§ **Requirement**: Search the records for the line with "Where can the white sheet". Output that line and each line after it, exactly, and stop at the end; omit pictures.

Image point grounding data
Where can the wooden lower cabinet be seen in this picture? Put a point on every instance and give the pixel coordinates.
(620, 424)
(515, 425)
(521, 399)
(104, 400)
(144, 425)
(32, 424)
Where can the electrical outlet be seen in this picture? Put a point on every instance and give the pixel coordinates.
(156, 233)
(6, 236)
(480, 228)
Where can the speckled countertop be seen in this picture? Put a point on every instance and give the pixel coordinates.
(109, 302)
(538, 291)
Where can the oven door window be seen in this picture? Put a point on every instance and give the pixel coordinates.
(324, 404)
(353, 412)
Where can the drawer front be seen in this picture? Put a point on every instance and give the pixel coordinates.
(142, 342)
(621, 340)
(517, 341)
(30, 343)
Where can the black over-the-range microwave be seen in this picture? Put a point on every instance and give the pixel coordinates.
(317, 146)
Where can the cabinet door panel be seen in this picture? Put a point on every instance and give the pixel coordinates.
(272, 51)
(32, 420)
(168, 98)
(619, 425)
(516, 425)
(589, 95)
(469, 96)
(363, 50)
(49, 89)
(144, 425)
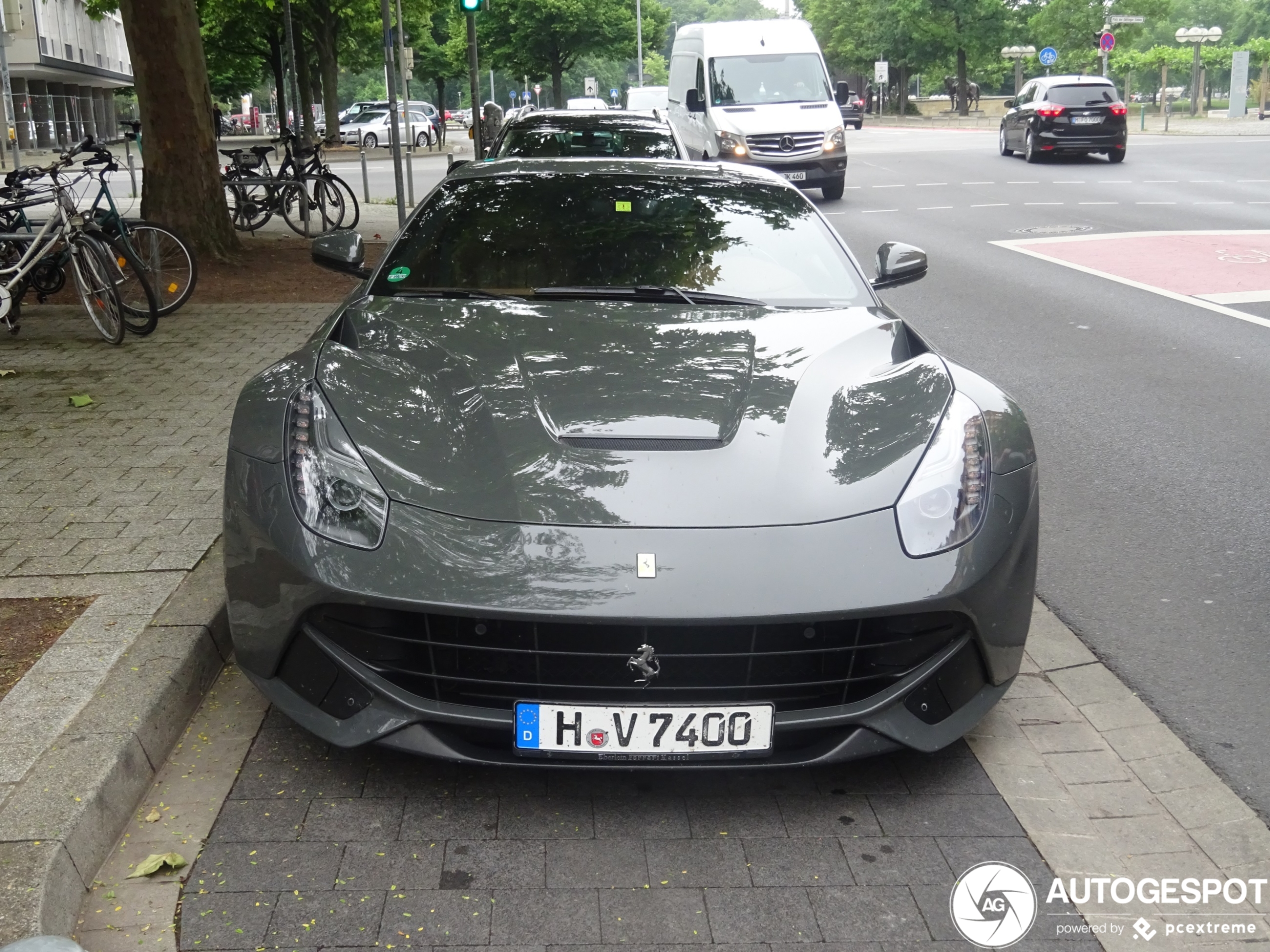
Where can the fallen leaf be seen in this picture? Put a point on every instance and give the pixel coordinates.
(154, 862)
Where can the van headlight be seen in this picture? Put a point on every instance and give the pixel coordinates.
(730, 144)
(944, 503)
(334, 492)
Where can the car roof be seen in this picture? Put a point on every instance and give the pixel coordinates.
(650, 168)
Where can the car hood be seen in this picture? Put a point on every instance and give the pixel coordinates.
(776, 117)
(633, 414)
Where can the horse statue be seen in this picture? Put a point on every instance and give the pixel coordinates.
(970, 88)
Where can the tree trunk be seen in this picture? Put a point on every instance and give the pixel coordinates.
(304, 112)
(327, 40)
(280, 83)
(182, 186)
(963, 86)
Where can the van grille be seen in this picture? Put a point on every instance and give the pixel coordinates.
(770, 145)
(496, 662)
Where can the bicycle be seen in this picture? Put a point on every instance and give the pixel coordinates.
(66, 238)
(309, 203)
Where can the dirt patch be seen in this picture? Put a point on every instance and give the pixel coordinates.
(28, 628)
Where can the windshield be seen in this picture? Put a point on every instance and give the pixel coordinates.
(560, 137)
(512, 234)
(1082, 95)
(778, 78)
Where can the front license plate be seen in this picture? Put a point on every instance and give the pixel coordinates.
(643, 732)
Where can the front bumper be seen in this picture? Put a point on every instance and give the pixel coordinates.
(276, 572)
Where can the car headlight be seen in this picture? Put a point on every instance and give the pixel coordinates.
(334, 492)
(946, 501)
(730, 144)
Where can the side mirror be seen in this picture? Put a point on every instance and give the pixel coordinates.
(898, 264)
(342, 252)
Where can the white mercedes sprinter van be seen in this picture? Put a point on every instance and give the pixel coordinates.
(758, 92)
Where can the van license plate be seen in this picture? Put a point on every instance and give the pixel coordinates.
(643, 732)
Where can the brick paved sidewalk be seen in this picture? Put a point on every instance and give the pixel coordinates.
(134, 481)
(320, 848)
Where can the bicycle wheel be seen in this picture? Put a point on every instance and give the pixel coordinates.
(351, 207)
(250, 205)
(136, 294)
(93, 268)
(170, 264)
(313, 206)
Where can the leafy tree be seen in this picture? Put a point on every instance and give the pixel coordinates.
(546, 37)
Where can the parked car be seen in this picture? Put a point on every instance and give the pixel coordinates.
(371, 130)
(647, 99)
(758, 93)
(625, 462)
(610, 135)
(1064, 114)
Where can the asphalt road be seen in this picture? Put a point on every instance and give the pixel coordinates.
(1150, 414)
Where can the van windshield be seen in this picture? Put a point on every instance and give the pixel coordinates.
(775, 78)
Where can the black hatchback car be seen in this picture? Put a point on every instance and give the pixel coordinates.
(1064, 114)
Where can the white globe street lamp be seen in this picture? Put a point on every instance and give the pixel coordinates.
(1198, 36)
(1018, 53)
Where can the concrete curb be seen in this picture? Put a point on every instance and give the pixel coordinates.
(64, 818)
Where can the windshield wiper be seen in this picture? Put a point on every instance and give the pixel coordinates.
(455, 294)
(646, 292)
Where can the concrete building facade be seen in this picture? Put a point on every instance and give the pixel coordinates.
(65, 69)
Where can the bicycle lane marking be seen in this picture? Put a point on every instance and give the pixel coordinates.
(1203, 268)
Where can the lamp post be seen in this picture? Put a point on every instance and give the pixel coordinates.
(1018, 53)
(1198, 36)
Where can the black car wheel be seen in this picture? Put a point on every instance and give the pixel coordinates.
(1032, 153)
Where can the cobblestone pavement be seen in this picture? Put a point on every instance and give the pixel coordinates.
(322, 848)
(131, 483)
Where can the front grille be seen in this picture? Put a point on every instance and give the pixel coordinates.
(496, 662)
(770, 145)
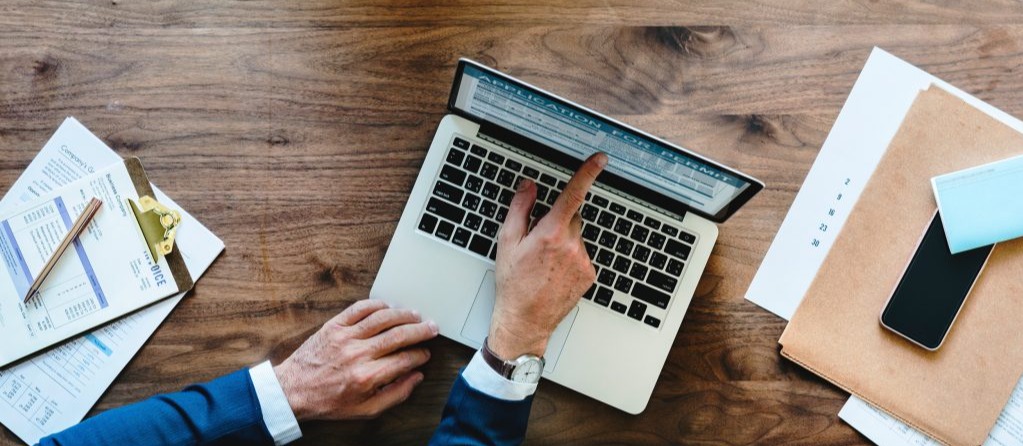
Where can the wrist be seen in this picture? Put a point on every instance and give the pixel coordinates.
(295, 399)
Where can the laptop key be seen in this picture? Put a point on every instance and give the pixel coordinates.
(471, 202)
(491, 190)
(619, 307)
(678, 250)
(651, 296)
(428, 223)
(552, 196)
(656, 240)
(658, 260)
(622, 265)
(670, 230)
(623, 226)
(488, 171)
(505, 178)
(505, 197)
(623, 283)
(473, 164)
(652, 223)
(641, 253)
(639, 233)
(624, 247)
(638, 271)
(607, 239)
(480, 244)
(675, 267)
(637, 310)
(603, 296)
(652, 321)
(447, 191)
(488, 209)
(444, 230)
(461, 237)
(661, 281)
(444, 210)
(473, 222)
(452, 175)
(455, 157)
(474, 183)
(489, 229)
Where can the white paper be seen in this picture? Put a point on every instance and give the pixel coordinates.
(54, 390)
(872, 115)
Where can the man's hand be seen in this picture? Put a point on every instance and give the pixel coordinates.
(359, 364)
(541, 274)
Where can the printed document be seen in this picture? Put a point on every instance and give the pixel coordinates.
(54, 390)
(870, 119)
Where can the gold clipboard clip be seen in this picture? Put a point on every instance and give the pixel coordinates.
(159, 224)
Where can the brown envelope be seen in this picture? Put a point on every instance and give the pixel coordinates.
(957, 393)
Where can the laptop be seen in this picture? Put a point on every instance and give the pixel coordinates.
(649, 226)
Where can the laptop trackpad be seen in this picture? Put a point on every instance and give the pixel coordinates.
(478, 325)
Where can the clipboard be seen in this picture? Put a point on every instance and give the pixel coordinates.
(125, 261)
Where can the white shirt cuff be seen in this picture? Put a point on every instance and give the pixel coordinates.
(277, 412)
(481, 376)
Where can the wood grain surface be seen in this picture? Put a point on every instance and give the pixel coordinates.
(295, 130)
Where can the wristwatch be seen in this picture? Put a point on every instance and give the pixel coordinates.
(526, 368)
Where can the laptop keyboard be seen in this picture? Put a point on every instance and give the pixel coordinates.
(638, 259)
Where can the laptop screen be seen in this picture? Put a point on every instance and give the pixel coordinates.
(578, 132)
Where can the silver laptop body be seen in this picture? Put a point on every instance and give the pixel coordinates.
(649, 227)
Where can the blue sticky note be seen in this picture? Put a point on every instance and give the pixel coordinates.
(981, 206)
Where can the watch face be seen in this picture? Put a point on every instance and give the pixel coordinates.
(528, 371)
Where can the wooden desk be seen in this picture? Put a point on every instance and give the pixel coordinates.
(295, 130)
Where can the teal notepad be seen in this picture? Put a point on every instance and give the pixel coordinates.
(981, 206)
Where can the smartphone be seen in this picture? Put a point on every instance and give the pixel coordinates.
(933, 288)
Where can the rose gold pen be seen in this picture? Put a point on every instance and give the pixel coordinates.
(76, 230)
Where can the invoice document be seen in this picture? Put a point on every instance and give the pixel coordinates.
(106, 273)
(52, 391)
(872, 115)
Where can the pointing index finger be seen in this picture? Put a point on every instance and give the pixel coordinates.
(575, 192)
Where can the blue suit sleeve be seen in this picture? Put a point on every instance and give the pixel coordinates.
(473, 417)
(222, 411)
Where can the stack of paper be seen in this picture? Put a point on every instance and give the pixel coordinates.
(54, 390)
(870, 119)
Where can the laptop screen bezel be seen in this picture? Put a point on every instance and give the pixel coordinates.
(616, 181)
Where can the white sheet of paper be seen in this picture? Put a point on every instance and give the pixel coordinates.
(872, 115)
(54, 390)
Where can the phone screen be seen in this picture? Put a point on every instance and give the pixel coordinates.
(933, 288)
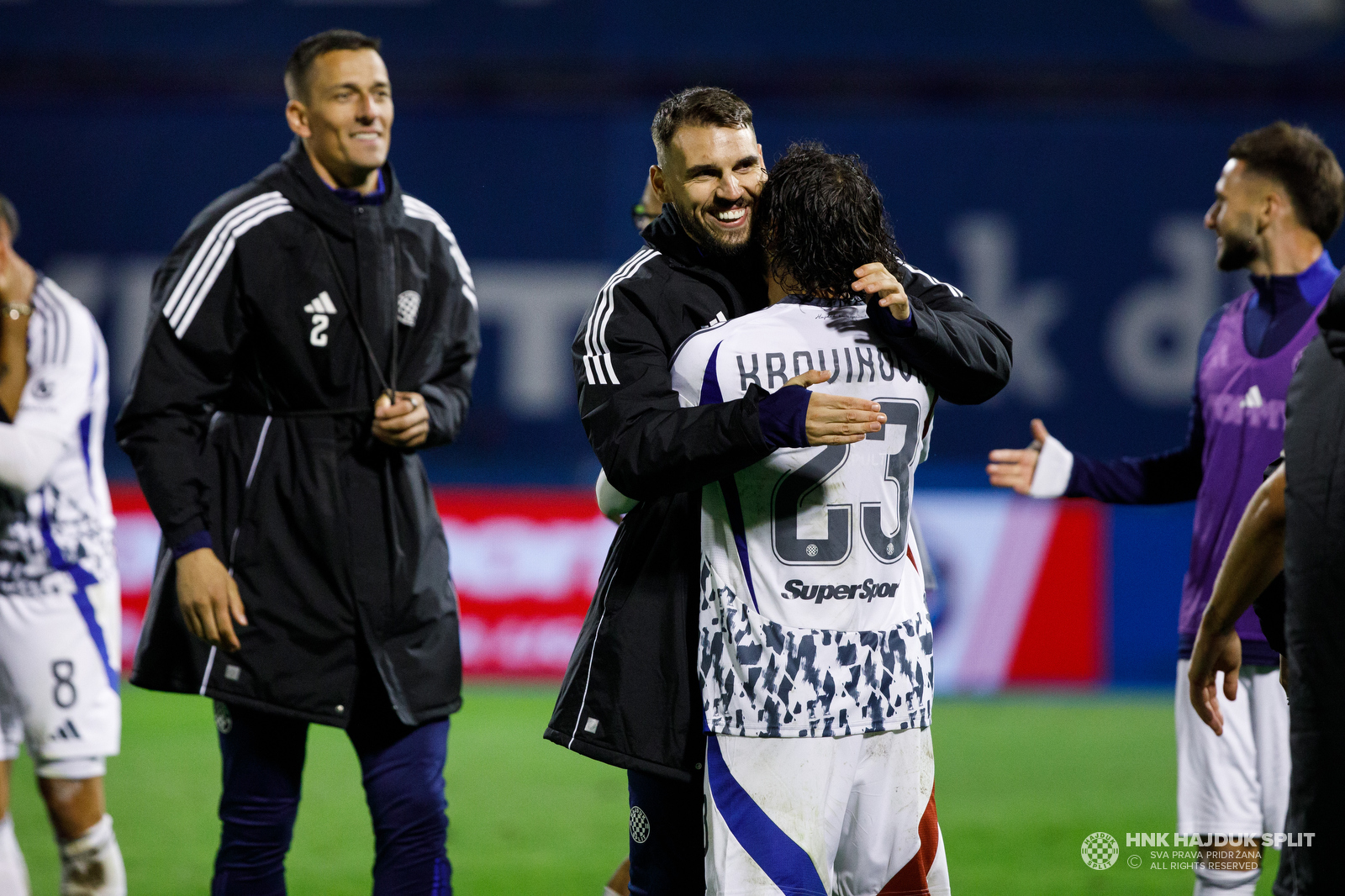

§ **Reply to the exercise**:
Where can the white sheet of paper be seen in this picture? Put a point on every instance and give the pixel coordinates.
(872, 115)
(54, 390)
Where can the phone screen be seen in this picture? Put a point on every instance and give the pixel coordinates.
(933, 288)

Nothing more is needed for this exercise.